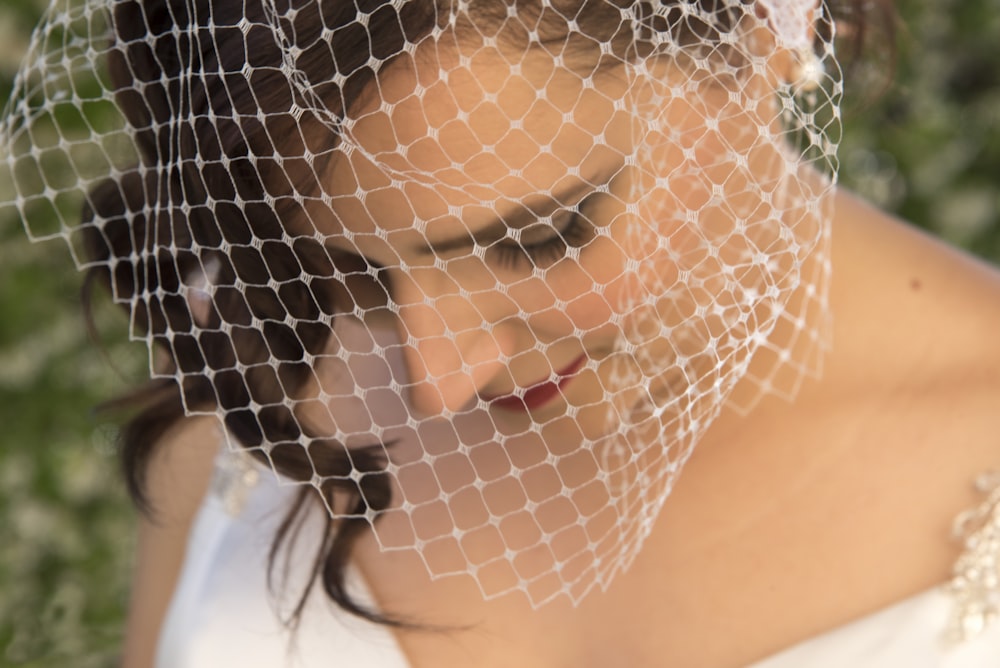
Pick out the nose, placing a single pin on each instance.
(451, 346)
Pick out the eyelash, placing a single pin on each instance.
(514, 255)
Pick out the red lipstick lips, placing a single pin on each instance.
(539, 394)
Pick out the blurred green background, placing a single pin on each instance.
(927, 147)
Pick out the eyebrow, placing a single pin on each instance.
(521, 216)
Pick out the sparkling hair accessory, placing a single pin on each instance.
(481, 273)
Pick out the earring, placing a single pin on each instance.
(809, 71)
(200, 285)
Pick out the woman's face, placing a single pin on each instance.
(551, 284)
(524, 220)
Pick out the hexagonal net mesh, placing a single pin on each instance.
(483, 273)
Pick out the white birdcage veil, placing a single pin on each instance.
(491, 268)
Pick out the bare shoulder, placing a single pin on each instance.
(930, 312)
(917, 343)
(177, 481)
(181, 469)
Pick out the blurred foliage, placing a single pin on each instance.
(926, 144)
(927, 147)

• [Task objective] Transcribe the material exactly, leaving every picture out.

• [Expected output]
Pick out the nose, placing a single pin on each instance.
(451, 346)
Pick out the eyelash, placing a single pin on each instance.
(514, 255)
Pick out the red lipstick lips, placing a single pin on each instance.
(539, 394)
Pick out the blurred green background, placing a single pin on each instance.
(927, 147)
Pick out the eyebrow, placing a single pin on each instance.
(521, 216)
Pick out the sparkling hair accessory, placing a single pin on each instance.
(481, 273)
Pick out the earring, placing a single pin on each instance.
(809, 71)
(200, 285)
Pick out the woman's face, placing a single pin on each instance.
(551, 284)
(524, 220)
Pick out the hexagonal net mesh, placing a single pin on each instance.
(483, 273)
Pick out the white birdcage veil, placing a single pin on each instance.
(491, 268)
Pick out the bare shoulder, placing a single pin on each instance.
(930, 312)
(917, 343)
(177, 481)
(181, 469)
Pick out the blurred foliage, placing a single pin on each instance.
(926, 144)
(927, 147)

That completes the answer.